## Exercises
• 1. In the blog post on the Lukacs affair, recast the paragraph beginning "The National Post, among other media outlets" as a short bulleted list that keeps its main facts.
• 2. Resume the blog post on the Lukacs affair, picking up right after its final sentence.

On Campus

What’s really at stake in the Lukacs affair

Degree minus requirements equals zero.

The case of Gabor Lukacs continues to spur debate at the University of Manitoba and across the country. Lukacs, recall, is the mathematics professor who was suspended after he rebelled against a Dean’s decision to allow a PhD student to graduate without passing a comprehensive exam. If U of M officials thought suspending Lukacs for “insubordination” (among other things) would make the case go away, they were wrong.

For all of our coverage of this story, please click here.

The National Post, among other media outlets, has picked up the story and Joseph Brean’s article reminds readers of  details that must surely now be embarrassing to the Winnipeg university. Of particular interest is the fact that the mathematics department did try to accommodate the student by giving him more time to write the exam, but that attempt at accommodation was refused by Dean John Doering. Also of interest is the fact that  Doering allowed the student in question to count an undergraduate course towards his graduate degree.

While minor university regulations are sometimes waived under special circumstances, it is hard for this humble blogger to see how waiving such  major requirements could ever be countenanced, even given the need for reasonable accommodation of medical conditions. It is not for a dean, or any administrator, or, indeed any individual, to waive a major regulation at will, especially contrary to the wishes of the department. Dr Doering, though well qualified to be a dean, is not a mathematician, and even if he was, he should not presume to decide on his own which requirements count and which do not.

## Dataset excerpts
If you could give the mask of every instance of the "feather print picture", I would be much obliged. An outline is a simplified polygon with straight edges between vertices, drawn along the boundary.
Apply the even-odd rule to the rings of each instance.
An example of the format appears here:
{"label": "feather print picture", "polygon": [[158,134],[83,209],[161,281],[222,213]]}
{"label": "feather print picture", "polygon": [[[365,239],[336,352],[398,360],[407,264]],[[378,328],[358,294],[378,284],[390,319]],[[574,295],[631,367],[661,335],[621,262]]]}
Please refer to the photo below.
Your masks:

## Response list
• 1.
- The National Post and other media outlets have taken up the story.
- Joseph Brean's article recalls details likely embarrassing to the University of Manitoba.
- The mathematics department tried to accommodate the student by giving him more time to write the exam.
- Dean John Doering refused that accommodation.
- Doering let the student count an undergraduate course toward his graduate degree.

• 2.
If the comprehensive exam is deemed not necessary for a Ph.D. in mathematics, the requirement should be eliminated according to the academic procedures of the university. That way the merits of the regulation can be fully debated by those best able to judge them. If a dean can waive the requirement for the exam and for coursework, what’s to stop him from waiving the requirement for a thesis, too (perhaps on the basis of a student’s thesis anxiety)? And then what is left?

Hours ago, reports began to circulate that the U of M Senate entertained a motion that would have, in effect, vindicated Doering’s decision by affirming that the Dean had the authority to waive regulations all along. For the time being, that motion has been referred back to the U of M Senate executive. Let’s hope it never finds its way back to the Senate floor.

If this is a small victory for those of us committed to academic integrity, it is still a victory. This writer hopes it will not be the last.